**Input**
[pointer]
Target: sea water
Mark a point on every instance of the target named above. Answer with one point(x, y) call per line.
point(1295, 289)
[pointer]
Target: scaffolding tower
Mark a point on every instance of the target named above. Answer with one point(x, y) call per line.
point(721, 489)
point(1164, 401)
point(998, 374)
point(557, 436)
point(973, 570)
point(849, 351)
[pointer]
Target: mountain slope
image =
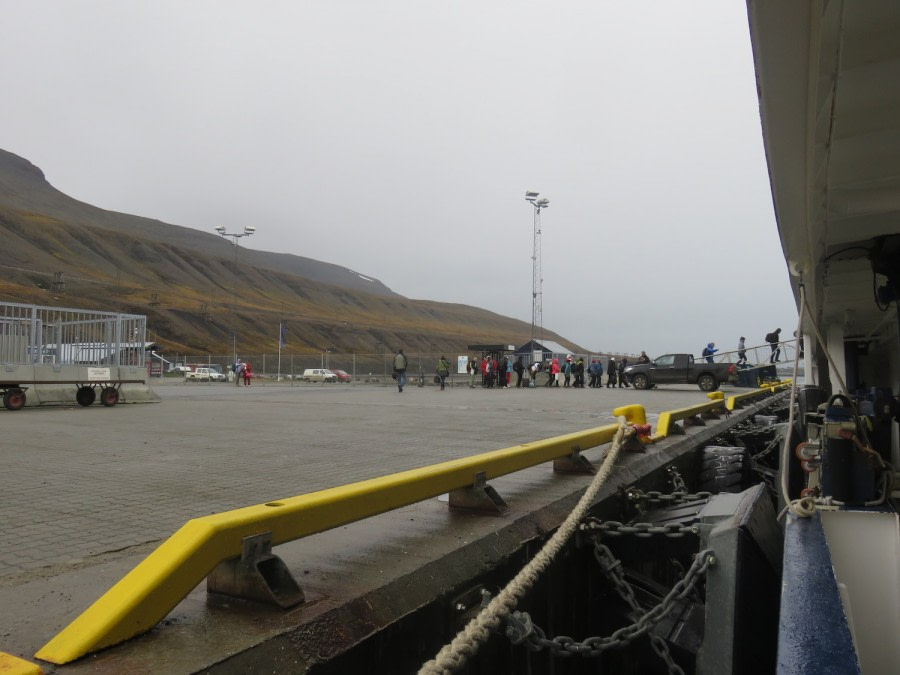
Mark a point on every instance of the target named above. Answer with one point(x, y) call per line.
point(59, 251)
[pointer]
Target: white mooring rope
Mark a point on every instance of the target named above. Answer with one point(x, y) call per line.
point(467, 642)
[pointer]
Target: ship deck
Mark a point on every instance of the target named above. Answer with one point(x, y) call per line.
point(89, 492)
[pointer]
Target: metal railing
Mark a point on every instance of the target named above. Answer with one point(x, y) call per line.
point(35, 334)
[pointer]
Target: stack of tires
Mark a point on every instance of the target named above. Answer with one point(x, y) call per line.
point(723, 469)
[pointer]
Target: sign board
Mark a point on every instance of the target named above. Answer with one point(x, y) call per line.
point(98, 375)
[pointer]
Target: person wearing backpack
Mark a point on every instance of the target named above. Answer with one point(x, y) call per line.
point(443, 370)
point(773, 339)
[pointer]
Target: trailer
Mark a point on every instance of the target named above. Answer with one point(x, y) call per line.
point(14, 398)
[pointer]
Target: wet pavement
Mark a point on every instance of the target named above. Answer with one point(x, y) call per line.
point(88, 492)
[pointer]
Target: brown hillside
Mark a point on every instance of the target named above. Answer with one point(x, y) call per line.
point(59, 251)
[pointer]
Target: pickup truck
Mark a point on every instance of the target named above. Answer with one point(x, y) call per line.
point(679, 369)
point(204, 375)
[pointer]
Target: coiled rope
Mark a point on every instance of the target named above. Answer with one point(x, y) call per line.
point(467, 642)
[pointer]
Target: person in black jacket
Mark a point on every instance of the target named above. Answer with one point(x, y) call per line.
point(519, 368)
point(774, 338)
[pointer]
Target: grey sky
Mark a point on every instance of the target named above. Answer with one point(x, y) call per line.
point(398, 139)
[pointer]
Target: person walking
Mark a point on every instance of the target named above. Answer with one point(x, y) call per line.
point(443, 370)
point(519, 369)
point(742, 351)
point(620, 372)
point(579, 373)
point(594, 371)
point(238, 369)
point(611, 373)
point(774, 338)
point(400, 364)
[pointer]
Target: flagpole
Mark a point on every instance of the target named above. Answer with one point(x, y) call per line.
point(280, 338)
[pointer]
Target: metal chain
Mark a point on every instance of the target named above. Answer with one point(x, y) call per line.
point(677, 496)
point(521, 630)
point(677, 480)
point(614, 528)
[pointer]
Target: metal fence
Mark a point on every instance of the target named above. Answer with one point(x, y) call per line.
point(34, 334)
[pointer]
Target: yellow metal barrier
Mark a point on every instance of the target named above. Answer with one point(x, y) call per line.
point(152, 589)
point(667, 420)
point(12, 665)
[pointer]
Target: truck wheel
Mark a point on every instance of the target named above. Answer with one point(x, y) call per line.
point(707, 382)
point(640, 381)
point(109, 397)
point(85, 396)
point(14, 399)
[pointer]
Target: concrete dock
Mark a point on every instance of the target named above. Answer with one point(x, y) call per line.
point(87, 493)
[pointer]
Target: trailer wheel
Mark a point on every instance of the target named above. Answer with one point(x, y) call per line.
point(85, 396)
point(14, 399)
point(640, 381)
point(109, 397)
point(707, 382)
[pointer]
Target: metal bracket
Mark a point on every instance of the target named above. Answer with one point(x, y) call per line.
point(633, 444)
point(574, 463)
point(480, 498)
point(257, 575)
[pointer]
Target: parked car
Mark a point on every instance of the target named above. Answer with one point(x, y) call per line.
point(679, 369)
point(319, 375)
point(204, 375)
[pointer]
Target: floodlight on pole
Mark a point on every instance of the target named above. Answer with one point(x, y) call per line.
point(537, 318)
point(235, 236)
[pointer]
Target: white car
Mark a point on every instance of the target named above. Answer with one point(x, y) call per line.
point(204, 375)
point(319, 375)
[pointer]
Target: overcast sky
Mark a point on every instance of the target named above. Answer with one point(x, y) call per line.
point(398, 139)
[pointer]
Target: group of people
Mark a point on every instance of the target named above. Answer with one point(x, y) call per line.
point(495, 371)
point(773, 338)
point(243, 372)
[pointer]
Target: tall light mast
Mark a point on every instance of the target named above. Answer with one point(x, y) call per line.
point(537, 318)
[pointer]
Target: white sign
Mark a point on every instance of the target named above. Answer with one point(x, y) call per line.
point(98, 374)
point(461, 363)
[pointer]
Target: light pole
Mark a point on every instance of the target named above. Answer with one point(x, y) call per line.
point(537, 314)
point(248, 231)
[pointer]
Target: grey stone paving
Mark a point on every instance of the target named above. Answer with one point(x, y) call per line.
point(78, 483)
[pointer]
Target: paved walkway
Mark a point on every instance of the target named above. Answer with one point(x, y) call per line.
point(86, 488)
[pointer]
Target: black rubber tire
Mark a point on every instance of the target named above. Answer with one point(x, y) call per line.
point(109, 396)
point(640, 381)
point(14, 399)
point(707, 382)
point(85, 396)
point(723, 469)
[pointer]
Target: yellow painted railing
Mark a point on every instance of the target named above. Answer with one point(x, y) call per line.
point(668, 419)
point(152, 589)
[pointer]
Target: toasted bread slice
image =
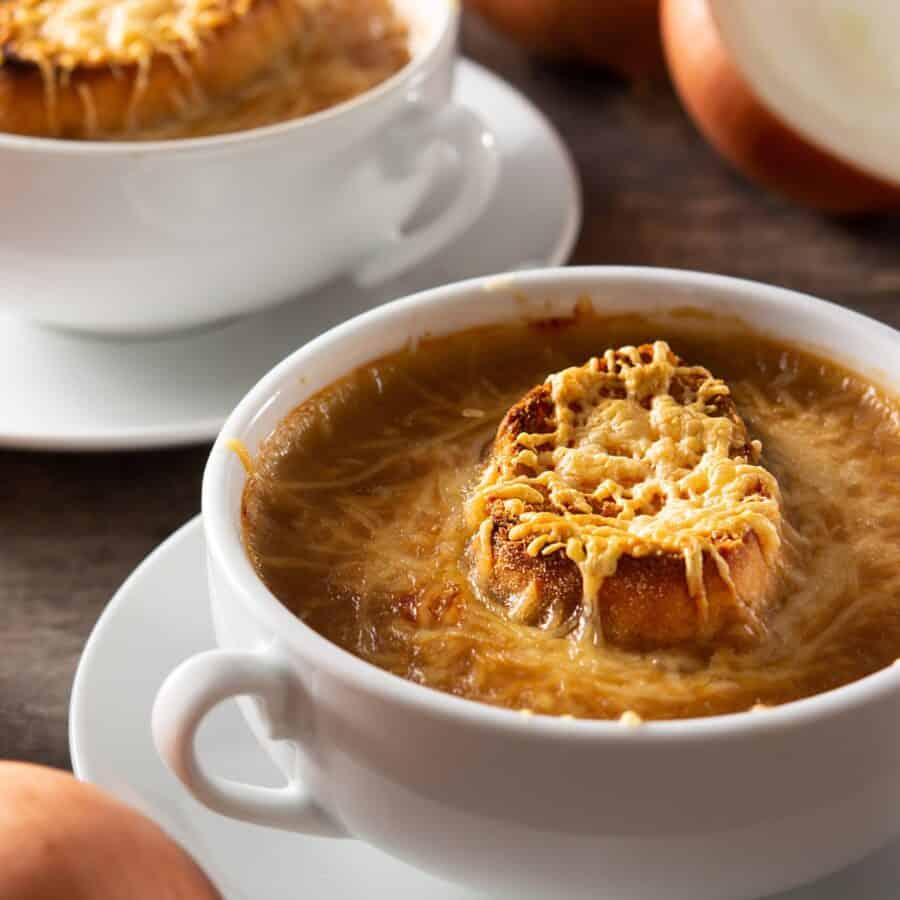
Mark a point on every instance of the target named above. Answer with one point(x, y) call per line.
point(82, 85)
point(623, 499)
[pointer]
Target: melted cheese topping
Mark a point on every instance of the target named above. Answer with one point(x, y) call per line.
point(69, 33)
point(630, 470)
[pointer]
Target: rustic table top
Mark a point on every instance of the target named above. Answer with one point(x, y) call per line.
point(73, 526)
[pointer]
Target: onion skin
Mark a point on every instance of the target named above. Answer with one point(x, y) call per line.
point(745, 132)
point(60, 838)
point(622, 35)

**What to produce**
Reproduce the material above in full, exactly, with no images.

**Answer to this task**
[pointer]
Target: sea water
Mark a point on every instance of the target named above. Answer with one point(x, y) call per line.
point(1295, 289)
[pointer]
Target: scaffolding tower
Mark a point on every instance of the target named above. Answer with one point(x, y) call per line.
point(721, 489)
point(1164, 401)
point(998, 374)
point(557, 436)
point(973, 570)
point(849, 351)
[pointer]
Target: mountain slope
image =
Mark a point on every instance of the target named above. Answer with one point(x, y) call per line.
point(59, 251)
[pointer]
Target: white mooring rope
Mark a point on every instance of the target named above. Answer with one point(x, y) call per line.
point(467, 642)
[pointer]
Target: ship deck
Mark a point on every instance of the target named above. Answer with one point(x, y) call per line.
point(89, 492)
[pointer]
Target: metal railing
Mark a point on every instance of the target named above. Answer with one point(x, y) call per line.
point(35, 334)
[pointer]
Target: stack of tires
Mark a point on every instance of the target named above. Answer with one point(x, y) call per line.
point(723, 469)
[pointer]
Target: sign board
Mark a point on every instance of the target named above. Answer with one point(x, y) call per line.
point(98, 375)
[pointer]
Target: person wearing backpack
Mark a point on every instance of the target named above. Answer with one point(x, y) call per line.
point(443, 370)
point(773, 339)
[pointer]
Target: trailer
Mark a point on every instance of the target named above. Answer with one point(x, y) call per line.
point(14, 398)
[pointer]
Target: wet pavement
Mark a point on every instance of the target named above. Answer with one point(x, y) call per line.
point(88, 492)
[pointer]
Target: brown hillside
Mark a point on every instance of the target named above. Answer with one point(x, y) call per line.
point(59, 251)
[pointer]
Target: pickup truck
Mark a point on every instance of the target named above. Answer with one point(x, y) call per line.
point(679, 369)
point(204, 375)
[pointer]
Target: coiled rope
Mark a point on every instance of the target named above. Answer with one point(x, y) call per line.
point(467, 642)
[pointer]
Target: person in black jacket
Mark a point on every instance of the target named above. Answer with one point(x, y) call per line.
point(519, 368)
point(774, 338)
[pointer]
Target: grey sky
Mark a point on every instance of the target named above. Answer with one point(x, y) call per line.
point(398, 139)
[pointer]
Target: person walking
Mark a point on every instance of the target named above. Answer with one point(x, y) call per line.
point(443, 370)
point(519, 369)
point(742, 351)
point(620, 372)
point(579, 373)
point(594, 371)
point(238, 369)
point(611, 373)
point(774, 338)
point(400, 364)
[pointer]
Target: flagpole
Mark a point on every instance of the target named above. Answer with one point(x, y) call per line.
point(280, 338)
[pointer]
Target: metal chain
Mark a point on every instance of the target named above. Answer with one point(x, y) call per line.
point(677, 496)
point(521, 630)
point(677, 480)
point(614, 528)
[pointer]
Target: metal fence
Mark a point on every instance of the target named above. Answer with one point(x, y) call per line.
point(34, 334)
[pointer]
Target: yellow metal barrier
Mark a point on every instance of the target named above. Answer with one point(x, y) call per line.
point(152, 589)
point(667, 420)
point(12, 665)
[pointer]
Target: truck wheel
Mark a point on every instance of the target named above. Answer with one point(x, y) call per line.
point(707, 382)
point(640, 381)
point(109, 397)
point(85, 396)
point(14, 399)
[pointer]
Target: concrete dock
Mark a point on every instance of the target named above. Answer with one point(x, y) call per line.
point(87, 493)
[pointer]
Target: trailer wheel
Mark a point on every instance of the target named above. Answer with one point(x, y) call per line.
point(85, 396)
point(14, 399)
point(640, 381)
point(109, 397)
point(707, 382)
[pointer]
Target: metal bracket
Mark a point on every instance of the target named above. Answer with one point(x, y) call per line.
point(633, 444)
point(574, 463)
point(480, 498)
point(257, 575)
[pointer]
Target: parked car
Mark a point on every instance of the target named above. Answer with one point(x, y) call per line.
point(679, 369)
point(319, 375)
point(204, 375)
[pointer]
Target: floodlight on pole
Mark a point on every instance of the target named above. Answer with one point(x, y) call per line.
point(537, 318)
point(235, 236)
[pointer]
Target: white car
Mark a point on every instance of the target named above. Answer with one point(x, y) call per line.
point(204, 375)
point(319, 375)
[pointer]
Target: overcast sky
Mark a point on every instance of the target named above. Answer with one point(x, y) call per line.
point(398, 139)
[pointer]
Target: group of people
Mark a point on every instance of the target named above. Answer with one point(x, y) call per line.
point(495, 371)
point(773, 338)
point(243, 372)
[pointer]
Target: tall light mast
Mark a point on every instance of the target named above. Answer with one point(x, y) call per line.
point(537, 318)
[pointer]
Target: white sign
Mark a point on every instance of the target named above. Answer with one point(x, y) call per line.
point(98, 374)
point(461, 363)
[pointer]
Target: light pole
Mark a point on every instance of the target named above. Answer with one point(x, y) call per line.
point(537, 314)
point(248, 231)
[pointer]
Target: grey stone paving
Mark a point on every instance of the target named above. Answer with one point(x, y) call per line.
point(78, 483)
[pointer]
Target: paved walkway
Mark a point on every instance of the target named above. Answer with one point(x, y) call per line.
point(86, 488)
[pointer]
Target: black rubber tire
Mark a point on every instance of the target named above. Answer with one point(x, y) call per line.
point(109, 396)
point(640, 381)
point(14, 399)
point(707, 382)
point(85, 396)
point(723, 469)
[pointer]
Target: yellow painted railing
Mark a point on every instance of the target named above. Answer with one point(x, y) call per line.
point(668, 419)
point(152, 589)
[pointer]
Target: toasted bread slice
image =
Mark a point on every instance of the target named above. Answer with one point(x, y) call per line.
point(82, 85)
point(623, 499)
[pointer]
Target: melted cheese topping
Mark a point on every instance of the target named above. Answer with one point(x, y) call per line.
point(69, 33)
point(630, 470)
[pointer]
Target: rustic table top
Mark a point on every instance of the target named above. Answer with one point(x, y) call per line.
point(73, 526)
[pointer]
Target: onion skin
Mark a point on every instance of the target named above. Answer with one point(x, y) call per line.
point(745, 132)
point(60, 838)
point(622, 35)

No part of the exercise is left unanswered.